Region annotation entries
◇ ◇ ◇ ◇ ◇ ◇ ◇

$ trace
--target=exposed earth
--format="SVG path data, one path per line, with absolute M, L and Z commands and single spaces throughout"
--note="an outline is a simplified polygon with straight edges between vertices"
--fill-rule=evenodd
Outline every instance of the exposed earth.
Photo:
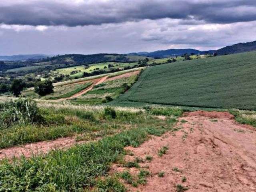
M 178 184 L 188 192 L 256 191 L 256 131 L 238 124 L 227 112 L 197 111 L 186 112 L 179 118 L 178 131 L 153 137 L 137 148 L 128 147 L 134 156 L 151 162 L 140 163 L 148 166 L 151 173 L 144 186 L 126 186 L 132 192 L 174 192 Z M 169 149 L 160 157 L 158 150 Z M 112 171 L 124 168 L 115 165 Z M 135 175 L 138 172 L 130 168 Z M 164 172 L 163 177 L 158 174 Z M 182 178 L 185 177 L 186 182 Z

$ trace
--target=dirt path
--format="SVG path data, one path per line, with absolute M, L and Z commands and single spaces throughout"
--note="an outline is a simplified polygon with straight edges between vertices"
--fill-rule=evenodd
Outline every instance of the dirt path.
M 57 139 L 54 141 L 43 141 L 0 149 L 0 160 L 6 158 L 10 159 L 14 156 L 19 158 L 22 154 L 26 157 L 31 157 L 32 154 L 46 154 L 56 149 L 68 148 L 75 144 L 84 143 L 77 142 L 76 136 Z
M 92 90 L 95 86 L 98 85 L 99 84 L 100 84 L 101 83 L 102 83 L 103 82 L 104 82 L 105 81 L 106 81 L 106 80 L 108 78 L 108 76 L 105 76 L 102 77 L 102 78 L 101 78 L 99 80 L 97 81 L 96 82 L 94 82 L 93 84 L 92 85 L 91 85 L 87 88 L 83 90 L 82 91 L 80 91 L 79 93 L 77 93 L 75 94 L 73 96 L 70 97 L 66 98 L 66 99 L 74 99 L 74 98 L 76 98 L 78 97 L 79 97 L 79 96 L 81 96 L 83 95 L 84 94 L 86 94 L 86 93 L 88 92 L 89 91 Z
M 134 156 L 126 156 L 126 160 L 146 155 L 153 158 L 140 163 L 148 165 L 152 174 L 147 184 L 138 188 L 129 185 L 131 191 L 175 192 L 180 184 L 189 188 L 188 192 L 256 192 L 254 128 L 238 124 L 226 112 L 188 112 L 179 120 L 178 131 L 154 137 L 138 148 L 128 148 Z M 158 150 L 166 146 L 169 150 L 159 157 Z M 173 170 L 175 167 L 178 171 Z M 162 171 L 164 176 L 159 177 Z M 186 181 L 182 182 L 184 176 Z
M 132 72 L 129 72 L 126 73 L 122 74 L 122 75 L 118 75 L 117 76 L 115 76 L 114 77 L 110 77 L 108 78 L 107 80 L 107 81 L 112 81 L 113 80 L 116 80 L 117 79 L 121 79 L 122 78 L 124 78 L 125 77 L 129 77 L 133 75 L 138 75 L 140 72 L 140 70 L 134 71 Z

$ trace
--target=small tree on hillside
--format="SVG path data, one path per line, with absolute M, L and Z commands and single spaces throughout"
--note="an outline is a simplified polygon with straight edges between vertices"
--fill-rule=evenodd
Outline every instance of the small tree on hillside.
M 14 96 L 18 97 L 25 87 L 26 84 L 21 79 L 14 79 L 12 82 L 10 90 Z
M 35 92 L 40 96 L 44 96 L 48 94 L 53 93 L 53 86 L 52 82 L 47 80 L 38 82 L 35 85 Z

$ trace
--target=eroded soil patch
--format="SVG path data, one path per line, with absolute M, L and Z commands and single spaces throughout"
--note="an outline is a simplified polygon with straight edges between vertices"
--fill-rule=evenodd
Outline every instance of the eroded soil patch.
M 186 113 L 179 118 L 178 131 L 127 148 L 134 155 L 126 156 L 126 161 L 147 156 L 152 159 L 139 163 L 152 174 L 145 185 L 126 185 L 133 192 L 174 192 L 178 184 L 188 192 L 256 191 L 256 131 L 232 117 L 226 112 Z M 164 146 L 169 149 L 159 156 Z M 138 170 L 116 165 L 112 171 L 124 169 L 134 174 Z

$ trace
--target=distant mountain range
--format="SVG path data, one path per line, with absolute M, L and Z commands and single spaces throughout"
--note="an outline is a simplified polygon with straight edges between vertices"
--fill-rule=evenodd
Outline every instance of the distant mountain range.
M 154 58 L 165 58 L 170 56 L 180 56 L 184 54 L 191 54 L 193 53 L 195 54 L 204 54 L 206 53 L 209 54 L 213 54 L 215 50 L 210 50 L 206 51 L 201 51 L 194 49 L 171 49 L 167 50 L 162 50 L 154 51 L 153 52 L 139 52 L 138 53 L 130 53 L 128 55 L 136 55 L 145 56 Z
M 38 60 L 44 59 L 49 56 L 44 54 L 34 54 L 32 55 L 16 55 L 10 56 L 0 56 L 0 60 L 2 61 L 21 61 L 23 60 Z
M 158 58 L 165 58 L 170 56 L 181 56 L 186 54 L 191 54 L 192 53 L 196 54 L 204 54 L 206 53 L 208 53 L 209 54 L 213 54 L 214 53 L 216 53 L 217 55 L 222 55 L 254 50 L 256 50 L 256 41 L 248 43 L 240 43 L 235 44 L 233 45 L 227 46 L 218 50 L 201 51 L 194 49 L 171 49 L 149 52 L 138 52 L 138 53 L 130 53 L 127 54 L 127 55 L 142 56 Z
M 227 46 L 216 51 L 218 55 L 226 55 L 256 50 L 256 41 L 247 43 L 240 43 Z
M 154 58 L 165 58 L 170 56 L 179 56 L 184 54 L 204 54 L 206 53 L 212 54 L 216 53 L 217 55 L 233 54 L 248 51 L 256 50 L 256 41 L 247 43 L 240 43 L 233 45 L 227 46 L 218 50 L 209 50 L 201 51 L 194 49 L 170 49 L 162 50 L 153 52 L 138 52 L 130 53 L 128 54 L 98 54 L 92 55 L 81 55 L 78 54 L 58 56 L 51 58 L 52 56 L 44 54 L 34 54 L 32 55 L 17 55 L 11 56 L 0 56 L 0 61 L 22 61 L 37 60 L 39 60 L 48 61 L 54 61 L 56 63 L 63 62 L 67 60 L 79 61 L 79 62 L 90 63 L 92 62 L 105 62 L 109 60 L 120 60 L 123 61 L 128 60 L 136 61 L 138 58 L 132 56 L 141 56 Z M 128 57 L 130 57 L 130 58 Z M 96 58 L 98 57 L 98 58 Z

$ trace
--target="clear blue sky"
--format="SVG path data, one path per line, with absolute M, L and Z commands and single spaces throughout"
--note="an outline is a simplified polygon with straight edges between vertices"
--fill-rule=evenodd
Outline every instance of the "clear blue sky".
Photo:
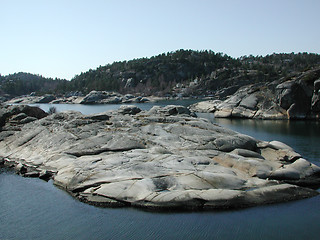
M 0 0 L 0 74 L 71 79 L 177 49 L 320 53 L 319 0 Z

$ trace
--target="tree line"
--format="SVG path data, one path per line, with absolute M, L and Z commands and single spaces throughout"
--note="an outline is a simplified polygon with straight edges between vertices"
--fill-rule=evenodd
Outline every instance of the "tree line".
M 254 82 L 270 82 L 290 77 L 320 65 L 313 53 L 273 53 L 266 56 L 232 58 L 211 50 L 177 50 L 150 58 L 119 61 L 76 75 L 71 81 L 16 73 L 0 75 L 1 91 L 10 95 L 92 90 L 173 94 L 174 89 L 193 89 L 190 94 L 208 93 L 223 87 Z

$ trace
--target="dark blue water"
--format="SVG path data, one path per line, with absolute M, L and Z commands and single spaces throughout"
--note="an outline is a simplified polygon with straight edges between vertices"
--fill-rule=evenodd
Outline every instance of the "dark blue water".
M 74 105 L 69 105 L 74 106 Z M 103 106 L 103 105 L 102 105 Z M 208 116 L 207 116 L 208 117 Z M 216 119 L 263 140 L 283 141 L 319 164 L 314 122 Z M 0 174 L 0 239 L 319 239 L 320 197 L 234 211 L 152 213 L 74 200 L 51 182 Z

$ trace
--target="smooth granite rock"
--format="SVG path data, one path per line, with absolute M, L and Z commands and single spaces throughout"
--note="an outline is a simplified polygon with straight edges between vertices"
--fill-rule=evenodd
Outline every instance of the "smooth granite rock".
M 12 119 L 25 117 L 19 114 Z M 284 143 L 256 140 L 175 105 L 55 113 L 19 123 L 1 140 L 1 166 L 52 178 L 98 206 L 240 208 L 316 196 L 308 187 L 320 183 L 320 168 Z
M 217 118 L 270 120 L 320 119 L 320 68 L 289 80 L 243 86 L 226 100 L 190 106 L 194 112 L 214 113 Z

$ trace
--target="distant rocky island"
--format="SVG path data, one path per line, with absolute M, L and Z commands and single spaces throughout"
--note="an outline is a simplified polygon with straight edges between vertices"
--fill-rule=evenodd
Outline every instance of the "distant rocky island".
M 0 130 L 0 167 L 52 179 L 96 206 L 210 210 L 319 194 L 320 167 L 291 147 L 225 129 L 182 106 L 48 115 L 1 105 Z
M 226 100 L 199 102 L 191 109 L 217 118 L 319 120 L 320 68 L 289 80 L 243 86 Z
M 318 120 L 319 81 L 319 54 L 232 58 L 181 49 L 99 66 L 71 81 L 29 73 L 0 75 L 0 102 L 126 104 L 201 98 L 209 101 L 192 110 L 215 117 Z

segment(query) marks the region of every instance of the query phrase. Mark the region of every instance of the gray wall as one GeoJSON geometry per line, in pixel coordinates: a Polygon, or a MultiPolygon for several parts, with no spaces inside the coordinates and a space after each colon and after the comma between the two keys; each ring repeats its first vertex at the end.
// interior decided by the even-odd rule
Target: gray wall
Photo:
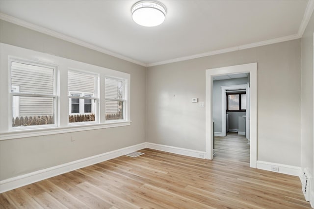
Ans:
{"type": "Polygon", "coordinates": [[[238,129],[238,117],[245,115],[245,112],[227,112],[229,115],[229,129],[238,129]]]}
{"type": "MultiPolygon", "coordinates": [[[[212,83],[212,116],[215,122],[215,132],[221,132],[221,86],[246,84],[248,78],[214,81],[212,83]]],[[[245,115],[245,113],[244,113],[245,115]]],[[[229,117],[229,120],[230,118],[229,117]]],[[[236,122],[237,124],[237,122],[236,122]]],[[[231,125],[229,120],[229,126],[231,125]]],[[[232,124],[235,126],[234,124],[232,124]]],[[[237,127],[237,125],[236,125],[237,127]]],[[[229,126],[229,128],[232,128],[229,126]]],[[[237,129],[237,128],[236,128],[237,129]]]]}
{"type": "Polygon", "coordinates": [[[145,141],[146,68],[3,21],[0,42],[130,73],[132,120],[129,126],[0,141],[0,180],[145,141]]]}
{"type": "Polygon", "coordinates": [[[298,39],[148,68],[147,140],[205,151],[206,70],[257,62],[258,159],[300,166],[300,56],[298,39]]]}
{"type": "MultiPolygon", "coordinates": [[[[313,33],[314,13],[301,39],[301,166],[313,171],[313,33]]],[[[313,188],[313,187],[312,187],[313,188]]]]}

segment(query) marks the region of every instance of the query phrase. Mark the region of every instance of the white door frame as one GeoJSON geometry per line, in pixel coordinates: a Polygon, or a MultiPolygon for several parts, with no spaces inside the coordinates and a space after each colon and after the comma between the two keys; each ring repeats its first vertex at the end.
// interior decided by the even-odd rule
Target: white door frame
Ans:
{"type": "Polygon", "coordinates": [[[250,167],[256,168],[257,161],[257,63],[206,70],[206,159],[213,159],[212,77],[228,74],[250,73],[250,167]]]}
{"type": "MultiPolygon", "coordinates": [[[[226,90],[234,90],[236,89],[245,89],[245,93],[246,93],[246,104],[249,104],[248,102],[250,100],[250,94],[249,94],[249,85],[248,84],[239,84],[234,85],[231,86],[221,86],[221,133],[222,135],[224,137],[227,135],[227,130],[226,130],[226,90]]],[[[249,105],[248,105],[248,106],[249,105]]],[[[246,124],[249,124],[249,108],[247,108],[246,111],[245,111],[245,122],[246,124]]],[[[245,127],[246,133],[247,133],[246,129],[246,126],[245,127]]]]}

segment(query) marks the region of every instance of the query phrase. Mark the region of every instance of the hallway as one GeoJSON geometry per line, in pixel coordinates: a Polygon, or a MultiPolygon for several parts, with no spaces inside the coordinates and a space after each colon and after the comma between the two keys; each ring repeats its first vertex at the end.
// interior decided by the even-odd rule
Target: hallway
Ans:
{"type": "Polygon", "coordinates": [[[226,137],[215,137],[215,160],[242,162],[249,166],[250,145],[244,136],[228,132],[226,137]]]}

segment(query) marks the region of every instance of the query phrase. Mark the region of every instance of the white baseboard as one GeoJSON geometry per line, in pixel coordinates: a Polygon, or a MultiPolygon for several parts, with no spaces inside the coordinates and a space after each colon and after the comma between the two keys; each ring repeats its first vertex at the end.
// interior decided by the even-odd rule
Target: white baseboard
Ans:
{"type": "Polygon", "coordinates": [[[194,150],[193,149],[155,144],[150,142],[146,142],[146,147],[150,149],[163,151],[171,153],[177,154],[178,155],[202,158],[203,159],[205,159],[205,156],[206,156],[206,152],[194,150]]]}
{"type": "Polygon", "coordinates": [[[215,132],[215,137],[224,137],[222,132],[215,132]]]}
{"type": "Polygon", "coordinates": [[[237,132],[238,135],[245,135],[245,131],[238,131],[237,132]]]}
{"type": "Polygon", "coordinates": [[[256,162],[257,168],[276,173],[283,173],[284,174],[291,175],[300,177],[301,174],[301,167],[292,165],[285,165],[284,164],[275,163],[274,163],[265,162],[264,161],[257,161],[256,162]],[[272,170],[272,167],[278,167],[278,171],[272,170]]]}
{"type": "Polygon", "coordinates": [[[146,142],[0,181],[0,193],[146,148],[146,142]]]}
{"type": "Polygon", "coordinates": [[[311,204],[311,207],[312,208],[314,208],[314,190],[311,190],[311,199],[310,200],[310,204],[311,204]]]}

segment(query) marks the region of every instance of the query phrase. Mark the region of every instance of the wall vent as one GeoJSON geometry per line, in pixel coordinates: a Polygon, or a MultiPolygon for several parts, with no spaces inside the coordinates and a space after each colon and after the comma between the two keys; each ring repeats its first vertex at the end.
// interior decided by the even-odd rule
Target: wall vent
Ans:
{"type": "Polygon", "coordinates": [[[304,194],[305,200],[307,201],[309,201],[310,199],[310,190],[311,179],[312,178],[308,169],[305,169],[301,177],[301,182],[302,185],[302,191],[303,192],[303,194],[304,194]]]}

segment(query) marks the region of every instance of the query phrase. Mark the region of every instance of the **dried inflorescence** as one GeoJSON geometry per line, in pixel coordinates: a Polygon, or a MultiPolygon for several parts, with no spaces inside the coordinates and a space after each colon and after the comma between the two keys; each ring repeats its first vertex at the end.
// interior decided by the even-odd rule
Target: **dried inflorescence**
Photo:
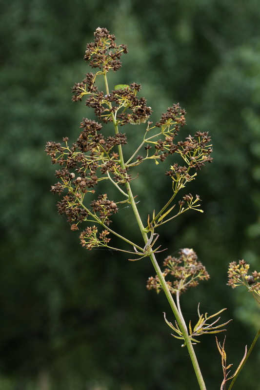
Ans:
{"type": "MultiPolygon", "coordinates": [[[[180,251],[179,257],[168,256],[163,262],[163,275],[171,277],[173,281],[166,280],[172,294],[184,292],[189,287],[195,287],[199,281],[208,280],[210,276],[206,269],[200,261],[193,249],[184,248],[180,251]]],[[[154,289],[159,293],[162,287],[157,275],[151,276],[147,281],[148,290],[154,289]]]]}
{"type": "MultiPolygon", "coordinates": [[[[249,264],[244,260],[240,260],[229,263],[228,271],[228,285],[235,289],[238,286],[245,286],[248,291],[255,293],[260,297],[260,272],[254,271],[248,274],[249,264]]],[[[258,302],[260,301],[257,299],[258,302]]]]}
{"type": "MultiPolygon", "coordinates": [[[[81,243],[89,249],[93,246],[107,245],[110,239],[106,236],[112,232],[108,228],[112,222],[110,217],[118,212],[119,203],[129,202],[129,195],[122,188],[138,177],[132,177],[131,167],[147,160],[158,164],[174,153],[180,155],[184,160],[184,166],[174,164],[166,174],[172,180],[174,197],[186,182],[194,178],[196,173],[191,173],[191,169],[200,169],[206,162],[212,160],[207,133],[197,132],[194,137],[189,136],[184,141],[175,142],[180,129],[186,124],[185,110],[179,103],[169,107],[153,125],[149,120],[152,113],[151,107],[147,106],[144,98],[138,96],[140,84],[119,84],[109,90],[106,75],[110,70],[116,72],[121,66],[121,56],[127,53],[127,48],[125,45],[117,45],[115,36],[106,28],[97,28],[94,37],[94,42],[87,45],[84,57],[93,71],[87,73],[81,81],[75,83],[72,88],[72,99],[77,101],[85,97],[86,105],[94,110],[97,121],[83,118],[78,137],[71,146],[68,137],[65,137],[62,144],[47,142],[45,150],[52,163],[60,167],[56,172],[59,181],[51,186],[51,191],[59,195],[66,192],[58,203],[59,214],[66,216],[73,231],[79,230],[79,224],[83,221],[106,228],[100,234],[101,238],[96,233],[96,227],[80,234],[81,243]],[[100,90],[96,84],[100,76],[104,78],[104,91],[100,90]],[[127,143],[127,136],[125,133],[119,131],[119,126],[146,122],[146,131],[140,146],[125,161],[122,148],[127,143]],[[102,134],[104,123],[109,123],[111,128],[114,128],[112,134],[105,136],[102,134]],[[140,154],[142,150],[143,155],[140,154]],[[99,182],[104,179],[120,192],[120,201],[109,200],[106,194],[99,194],[97,199],[93,200],[91,194],[96,192],[99,182]],[[126,197],[123,201],[122,195],[126,197]],[[90,198],[86,205],[85,201],[89,195],[90,198]],[[96,243],[95,245],[93,243],[96,243]]],[[[135,128],[136,126],[132,128],[135,128]]],[[[199,200],[198,195],[194,197],[191,194],[183,196],[179,202],[177,215],[190,209],[201,211],[198,209],[199,200]]],[[[147,231],[153,232],[154,228],[176,216],[163,220],[173,207],[166,211],[163,208],[162,214],[159,213],[150,221],[147,231]]],[[[133,246],[136,250],[137,247],[133,246]]]]}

◇ ◇ ◇ ◇ ◇ ◇ ◇

Return every line of the records that contains the word "smooth", copying each line in full.

--target="smooth granite rock"
Outline every instance of the "smooth granite rock".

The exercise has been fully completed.